## Written task
Turn the lines between the one holding "Outline each sand dune." and the one holding "272,302,285,324", inclusive, into a Markdown table with the columns n and Line. Number each line in n, put its text in Line, and leave out blank lines.

--- Start Material for this exercise ---

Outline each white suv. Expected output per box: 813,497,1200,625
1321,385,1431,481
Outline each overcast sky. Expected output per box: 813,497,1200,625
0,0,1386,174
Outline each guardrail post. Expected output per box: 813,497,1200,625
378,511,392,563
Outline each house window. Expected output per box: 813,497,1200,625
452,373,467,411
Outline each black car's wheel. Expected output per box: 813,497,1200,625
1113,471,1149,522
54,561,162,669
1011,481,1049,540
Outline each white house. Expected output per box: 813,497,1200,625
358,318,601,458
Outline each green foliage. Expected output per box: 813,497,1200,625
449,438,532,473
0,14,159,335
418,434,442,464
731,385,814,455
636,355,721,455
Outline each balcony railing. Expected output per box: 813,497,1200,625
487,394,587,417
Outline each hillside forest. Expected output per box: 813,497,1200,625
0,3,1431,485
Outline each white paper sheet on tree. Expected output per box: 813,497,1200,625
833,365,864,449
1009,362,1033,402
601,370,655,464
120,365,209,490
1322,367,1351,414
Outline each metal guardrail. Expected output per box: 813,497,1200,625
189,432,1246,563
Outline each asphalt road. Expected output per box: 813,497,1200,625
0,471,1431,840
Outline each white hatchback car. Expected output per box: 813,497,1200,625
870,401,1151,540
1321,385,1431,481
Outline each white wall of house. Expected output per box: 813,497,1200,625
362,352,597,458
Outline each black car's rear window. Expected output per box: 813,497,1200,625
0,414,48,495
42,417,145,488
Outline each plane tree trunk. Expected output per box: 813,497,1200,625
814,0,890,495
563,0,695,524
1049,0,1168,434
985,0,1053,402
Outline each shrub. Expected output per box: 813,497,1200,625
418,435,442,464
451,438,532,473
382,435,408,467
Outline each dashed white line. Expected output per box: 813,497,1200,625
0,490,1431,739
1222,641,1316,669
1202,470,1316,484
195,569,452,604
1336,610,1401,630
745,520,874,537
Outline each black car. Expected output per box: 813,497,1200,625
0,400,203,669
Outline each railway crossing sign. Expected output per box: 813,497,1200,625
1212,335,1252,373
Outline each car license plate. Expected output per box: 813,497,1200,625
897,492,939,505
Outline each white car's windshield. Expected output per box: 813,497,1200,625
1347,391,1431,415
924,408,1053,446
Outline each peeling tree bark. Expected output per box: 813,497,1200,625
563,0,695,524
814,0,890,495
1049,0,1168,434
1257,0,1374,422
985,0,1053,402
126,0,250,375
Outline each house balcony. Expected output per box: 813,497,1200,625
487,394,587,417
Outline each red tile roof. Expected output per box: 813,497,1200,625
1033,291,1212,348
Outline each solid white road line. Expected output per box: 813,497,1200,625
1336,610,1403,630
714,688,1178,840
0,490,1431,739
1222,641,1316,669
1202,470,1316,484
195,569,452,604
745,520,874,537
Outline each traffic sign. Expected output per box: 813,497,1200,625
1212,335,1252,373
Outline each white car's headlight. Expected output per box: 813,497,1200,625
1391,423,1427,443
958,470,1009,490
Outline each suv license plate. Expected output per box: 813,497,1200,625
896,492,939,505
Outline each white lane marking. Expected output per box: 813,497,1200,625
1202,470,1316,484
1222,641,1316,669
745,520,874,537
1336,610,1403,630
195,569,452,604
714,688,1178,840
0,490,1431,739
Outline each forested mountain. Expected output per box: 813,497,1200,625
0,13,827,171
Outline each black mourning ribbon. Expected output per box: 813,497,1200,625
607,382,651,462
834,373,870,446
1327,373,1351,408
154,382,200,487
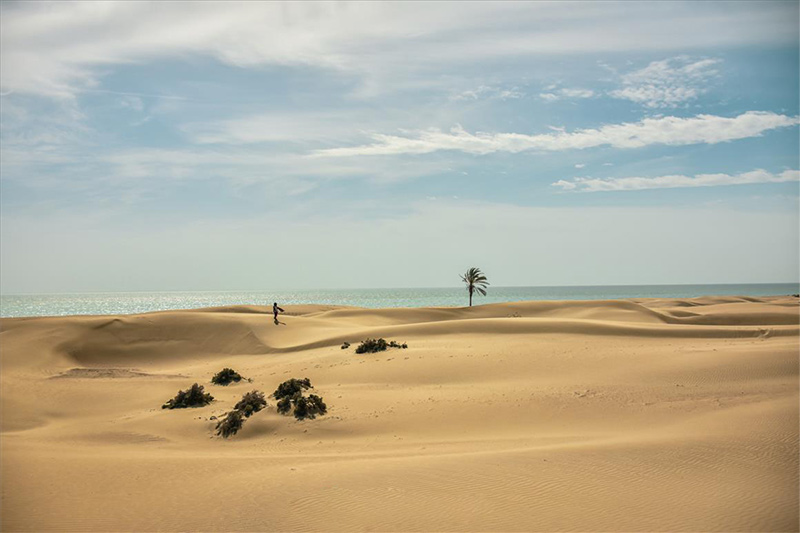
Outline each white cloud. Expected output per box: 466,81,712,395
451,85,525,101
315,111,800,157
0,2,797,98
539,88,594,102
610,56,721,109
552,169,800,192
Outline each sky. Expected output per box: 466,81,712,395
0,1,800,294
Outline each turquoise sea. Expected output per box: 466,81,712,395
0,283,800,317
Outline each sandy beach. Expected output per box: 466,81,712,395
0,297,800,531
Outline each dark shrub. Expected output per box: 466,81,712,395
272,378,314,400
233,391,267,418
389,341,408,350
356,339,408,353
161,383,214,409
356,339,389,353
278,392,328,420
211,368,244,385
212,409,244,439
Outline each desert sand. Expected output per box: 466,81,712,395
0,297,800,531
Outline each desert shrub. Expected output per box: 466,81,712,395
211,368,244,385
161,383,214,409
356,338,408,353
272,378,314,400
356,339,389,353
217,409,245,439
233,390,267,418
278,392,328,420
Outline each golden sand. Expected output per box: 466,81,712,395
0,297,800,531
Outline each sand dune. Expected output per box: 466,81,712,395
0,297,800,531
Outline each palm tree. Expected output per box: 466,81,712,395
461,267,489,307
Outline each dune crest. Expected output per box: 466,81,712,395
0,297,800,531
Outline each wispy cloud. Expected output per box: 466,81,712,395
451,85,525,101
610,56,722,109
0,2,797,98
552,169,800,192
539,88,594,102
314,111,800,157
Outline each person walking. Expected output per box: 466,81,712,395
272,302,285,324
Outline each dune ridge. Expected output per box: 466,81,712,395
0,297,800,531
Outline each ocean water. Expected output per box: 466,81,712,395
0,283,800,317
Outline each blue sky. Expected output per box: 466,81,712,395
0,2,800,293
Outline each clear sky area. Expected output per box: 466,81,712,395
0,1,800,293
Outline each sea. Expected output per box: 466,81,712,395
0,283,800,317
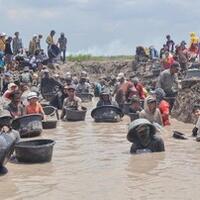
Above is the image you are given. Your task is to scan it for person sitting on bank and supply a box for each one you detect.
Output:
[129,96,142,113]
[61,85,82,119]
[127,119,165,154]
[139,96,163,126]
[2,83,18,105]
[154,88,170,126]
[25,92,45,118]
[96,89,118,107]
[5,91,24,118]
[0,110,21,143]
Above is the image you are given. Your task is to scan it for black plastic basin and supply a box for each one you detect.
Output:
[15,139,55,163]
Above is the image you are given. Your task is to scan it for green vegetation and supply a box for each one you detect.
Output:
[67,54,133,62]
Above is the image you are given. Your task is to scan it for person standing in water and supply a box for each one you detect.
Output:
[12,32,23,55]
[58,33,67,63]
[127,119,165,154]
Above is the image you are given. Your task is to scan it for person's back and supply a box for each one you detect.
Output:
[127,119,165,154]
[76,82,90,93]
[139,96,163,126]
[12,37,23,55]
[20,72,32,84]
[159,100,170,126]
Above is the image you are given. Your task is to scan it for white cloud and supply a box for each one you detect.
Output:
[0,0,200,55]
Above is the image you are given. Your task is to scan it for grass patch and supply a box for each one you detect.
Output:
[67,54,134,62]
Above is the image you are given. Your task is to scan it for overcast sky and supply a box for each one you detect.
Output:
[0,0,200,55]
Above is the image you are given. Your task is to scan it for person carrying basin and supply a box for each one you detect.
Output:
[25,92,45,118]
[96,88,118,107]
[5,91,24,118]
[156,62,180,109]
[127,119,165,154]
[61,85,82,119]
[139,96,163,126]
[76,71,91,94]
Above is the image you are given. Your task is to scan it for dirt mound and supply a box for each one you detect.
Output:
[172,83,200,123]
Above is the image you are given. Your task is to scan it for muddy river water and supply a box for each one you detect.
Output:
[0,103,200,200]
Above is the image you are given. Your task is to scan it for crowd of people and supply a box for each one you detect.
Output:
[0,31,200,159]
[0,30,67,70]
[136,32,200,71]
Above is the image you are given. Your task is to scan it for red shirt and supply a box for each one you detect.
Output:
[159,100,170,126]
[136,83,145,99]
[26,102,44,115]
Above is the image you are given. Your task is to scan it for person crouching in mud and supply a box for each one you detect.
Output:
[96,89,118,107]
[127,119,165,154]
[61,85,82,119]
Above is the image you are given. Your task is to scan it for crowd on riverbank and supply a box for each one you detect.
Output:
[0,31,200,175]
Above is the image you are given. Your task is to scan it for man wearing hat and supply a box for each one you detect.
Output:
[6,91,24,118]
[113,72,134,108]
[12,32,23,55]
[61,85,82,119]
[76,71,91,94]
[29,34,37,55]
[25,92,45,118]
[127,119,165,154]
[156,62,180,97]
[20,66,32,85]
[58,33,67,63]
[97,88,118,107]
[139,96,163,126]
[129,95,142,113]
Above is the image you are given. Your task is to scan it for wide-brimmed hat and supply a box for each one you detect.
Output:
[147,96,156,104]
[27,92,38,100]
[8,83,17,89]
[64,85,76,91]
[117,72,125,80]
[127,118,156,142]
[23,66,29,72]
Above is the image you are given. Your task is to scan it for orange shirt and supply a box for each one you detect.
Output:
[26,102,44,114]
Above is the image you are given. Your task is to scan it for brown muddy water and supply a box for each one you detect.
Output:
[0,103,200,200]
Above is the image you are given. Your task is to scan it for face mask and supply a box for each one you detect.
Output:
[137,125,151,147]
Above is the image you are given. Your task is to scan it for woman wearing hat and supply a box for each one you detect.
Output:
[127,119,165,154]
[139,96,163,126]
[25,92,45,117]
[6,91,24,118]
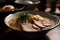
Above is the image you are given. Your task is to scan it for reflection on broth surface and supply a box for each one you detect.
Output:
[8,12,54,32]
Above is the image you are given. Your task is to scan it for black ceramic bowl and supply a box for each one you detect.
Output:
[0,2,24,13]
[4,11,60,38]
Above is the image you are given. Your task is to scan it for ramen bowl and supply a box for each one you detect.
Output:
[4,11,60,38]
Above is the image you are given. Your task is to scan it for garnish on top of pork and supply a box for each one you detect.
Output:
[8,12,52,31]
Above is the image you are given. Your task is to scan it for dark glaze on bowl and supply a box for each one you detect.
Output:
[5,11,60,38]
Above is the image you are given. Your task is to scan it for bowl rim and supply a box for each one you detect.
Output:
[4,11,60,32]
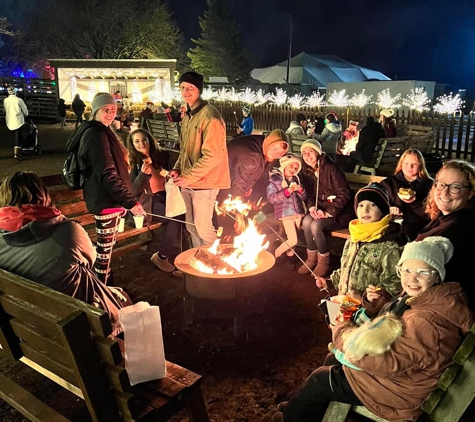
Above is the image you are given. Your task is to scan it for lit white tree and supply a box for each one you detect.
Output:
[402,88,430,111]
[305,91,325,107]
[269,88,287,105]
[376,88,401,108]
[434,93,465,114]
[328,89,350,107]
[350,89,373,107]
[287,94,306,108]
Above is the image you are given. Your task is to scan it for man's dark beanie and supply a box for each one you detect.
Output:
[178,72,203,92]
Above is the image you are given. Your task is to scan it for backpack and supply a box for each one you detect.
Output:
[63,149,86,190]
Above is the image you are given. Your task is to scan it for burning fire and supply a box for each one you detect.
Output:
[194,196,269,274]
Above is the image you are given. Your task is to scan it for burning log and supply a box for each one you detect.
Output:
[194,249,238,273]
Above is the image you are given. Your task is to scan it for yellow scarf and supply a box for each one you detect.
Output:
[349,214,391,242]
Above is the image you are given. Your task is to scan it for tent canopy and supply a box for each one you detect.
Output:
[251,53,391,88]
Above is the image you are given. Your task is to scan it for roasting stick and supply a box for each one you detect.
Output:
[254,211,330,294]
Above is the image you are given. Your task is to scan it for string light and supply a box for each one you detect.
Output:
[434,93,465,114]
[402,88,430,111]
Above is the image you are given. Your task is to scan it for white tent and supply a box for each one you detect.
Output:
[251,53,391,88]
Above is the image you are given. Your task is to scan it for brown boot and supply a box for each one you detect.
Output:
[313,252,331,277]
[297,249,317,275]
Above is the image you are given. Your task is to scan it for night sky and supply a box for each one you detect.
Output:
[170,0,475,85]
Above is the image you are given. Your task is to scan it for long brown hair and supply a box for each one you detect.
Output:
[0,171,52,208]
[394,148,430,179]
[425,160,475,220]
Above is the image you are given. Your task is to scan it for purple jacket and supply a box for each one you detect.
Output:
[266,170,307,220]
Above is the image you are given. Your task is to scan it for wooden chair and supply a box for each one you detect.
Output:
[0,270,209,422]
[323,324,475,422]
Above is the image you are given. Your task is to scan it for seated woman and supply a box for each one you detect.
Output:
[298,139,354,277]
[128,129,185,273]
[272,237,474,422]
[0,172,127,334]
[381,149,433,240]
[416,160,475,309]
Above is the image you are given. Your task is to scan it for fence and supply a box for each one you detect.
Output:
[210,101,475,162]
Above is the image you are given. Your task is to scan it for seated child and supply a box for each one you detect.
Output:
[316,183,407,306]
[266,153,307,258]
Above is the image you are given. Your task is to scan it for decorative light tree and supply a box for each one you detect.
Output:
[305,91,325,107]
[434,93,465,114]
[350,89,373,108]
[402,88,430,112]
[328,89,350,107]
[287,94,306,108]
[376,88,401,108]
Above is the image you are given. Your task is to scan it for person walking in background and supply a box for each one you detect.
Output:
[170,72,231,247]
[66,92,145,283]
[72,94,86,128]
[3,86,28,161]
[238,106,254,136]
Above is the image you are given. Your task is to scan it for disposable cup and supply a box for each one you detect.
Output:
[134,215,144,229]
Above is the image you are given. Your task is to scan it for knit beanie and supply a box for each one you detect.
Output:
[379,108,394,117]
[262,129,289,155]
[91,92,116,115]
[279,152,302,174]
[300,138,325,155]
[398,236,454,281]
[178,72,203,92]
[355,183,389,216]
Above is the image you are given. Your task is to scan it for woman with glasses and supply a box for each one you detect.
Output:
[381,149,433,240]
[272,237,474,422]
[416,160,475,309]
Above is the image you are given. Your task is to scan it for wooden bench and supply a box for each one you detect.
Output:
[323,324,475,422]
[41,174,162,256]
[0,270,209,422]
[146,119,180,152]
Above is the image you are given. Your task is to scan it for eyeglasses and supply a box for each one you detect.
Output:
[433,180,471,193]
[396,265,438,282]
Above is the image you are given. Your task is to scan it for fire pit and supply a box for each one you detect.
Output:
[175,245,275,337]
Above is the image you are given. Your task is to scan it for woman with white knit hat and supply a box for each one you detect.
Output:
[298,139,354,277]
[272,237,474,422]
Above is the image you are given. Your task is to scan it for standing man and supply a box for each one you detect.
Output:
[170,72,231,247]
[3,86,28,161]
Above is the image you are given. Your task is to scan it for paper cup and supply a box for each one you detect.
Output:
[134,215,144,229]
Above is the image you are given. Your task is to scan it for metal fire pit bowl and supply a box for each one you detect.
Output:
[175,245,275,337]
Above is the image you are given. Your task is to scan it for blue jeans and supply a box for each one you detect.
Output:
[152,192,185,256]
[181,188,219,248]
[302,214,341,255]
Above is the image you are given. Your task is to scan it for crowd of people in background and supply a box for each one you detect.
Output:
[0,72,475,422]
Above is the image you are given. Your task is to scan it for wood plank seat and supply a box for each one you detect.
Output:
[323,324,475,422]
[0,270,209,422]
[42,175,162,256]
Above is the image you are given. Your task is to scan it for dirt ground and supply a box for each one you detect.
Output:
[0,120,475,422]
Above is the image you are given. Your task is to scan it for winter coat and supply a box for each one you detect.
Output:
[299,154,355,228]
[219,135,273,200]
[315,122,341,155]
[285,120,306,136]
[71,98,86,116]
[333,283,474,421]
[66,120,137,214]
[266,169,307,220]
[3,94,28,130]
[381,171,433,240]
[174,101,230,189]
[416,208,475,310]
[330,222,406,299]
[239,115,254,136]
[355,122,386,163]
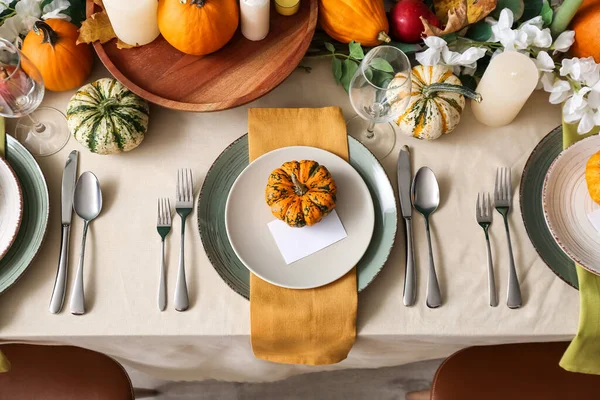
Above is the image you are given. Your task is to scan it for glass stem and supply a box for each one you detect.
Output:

--- End Material for this exercise ---

## Completed exercise
| n | Line |
|---|---|
| 1 | Outline each sand dune. Expected output per box: 466,81,712,395 |
| 2 | 0,297,800,531 |
| 3 | Outline each palm tree. Expected output per box: 466,81,712,395 |
| 4 | 461,267,489,307 |
| 5 | Outline each dune crest. Expected output per box: 466,81,712,395 |
| 6 | 0,297,800,531 |
| 7 | Outline each wispy cloud. Expected output per box: 466,81,712,395 |
| 8 | 451,85,525,101 |
| 9 | 610,56,722,109 |
| 10 | 0,2,797,98 |
| 11 | 552,169,800,192 |
| 12 | 539,88,594,102 |
| 13 | 314,111,800,157 |
| 14 | Outline each person walking. Expected output per box: 466,81,712,395 |
| 15 | 272,302,285,324 |